> **Text**
=======

The moral reasoning here rests on a distinction between the innocent victim and the aggressor. As the innocent victim, I retain my right to life — and with it, my right to protect myself. The person threatening me, by contrast, forfeits the moral protection that the right to life normally affords. By initiating violence, they have placed themselves in a morally different position. They have no right to kill me. But I may have the right to kill them — if that is the only way to preserve my own life.
This is the moral structure underlying the analogy between individual self-defence and collective defence — and it’s this analogy that is often invoked to justify defensive war. The argument then proceeds by extending the self-defence analogy from individuals to states. Just as an individual has the right to defend themselves from an attacker, so — it is claimed — a country has the right to defend itself when it comes under attack. This is the core of how the analogy is used in just war theory. Now, that analogy may already strike you as questionable. And in a moment, I’ll suggest that it doesn’t quite hold up. But before critiquing it, I want to bring out its plausibility — because it’s not hard to see why it appeals to so many people.

=======

> **Dataset extract**
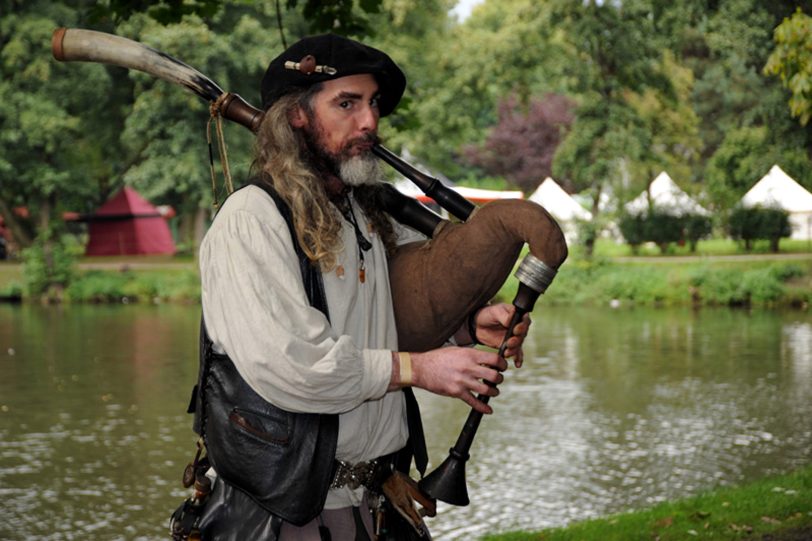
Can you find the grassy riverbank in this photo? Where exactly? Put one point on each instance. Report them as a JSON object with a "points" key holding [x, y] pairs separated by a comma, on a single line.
{"points": [[676, 281], [777, 509], [715, 275]]}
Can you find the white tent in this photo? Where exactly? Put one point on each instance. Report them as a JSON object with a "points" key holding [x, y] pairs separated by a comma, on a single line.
{"points": [[566, 210], [559, 203], [777, 189], [665, 196]]}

=======

> **Task prompt**
Pick up the passage on self-defense and defensive war after its final sentence and carry the argument forward.

> **Reply to the task**
It’s an analogy that has often been used, for example, in tribunals where conscientious objectors have been questioned about their willingness to fight. One common line of questioning has been: What would you do if someone attacked you? Or, more emotionally charged: What would you do if someone attacked your sister? Or your mother? There always seems to be a female relative involved. The underlying implication is clear: if you think it would be right to use lethal force to defend a loved one, then surely the same logic applies to your country. If you are prepared to kill in defence of your mother, why not in defence of your fellow citizens? The analogy concludes that, just as there is a right to resist individual aggression, so there is a right to resist collective aggression — and therefore a right to kill enemy soldiers who are part of the attacking force. They, like the individual attacker, are said to have lost their right not to be killed. They are no longer innocent victims. They are combatants — and thus, legitimate targets. This logic underpins not only the case for jus ad bellum — the justice of going to war in self-defence — but also jus in bello, the ethics of how war is fought.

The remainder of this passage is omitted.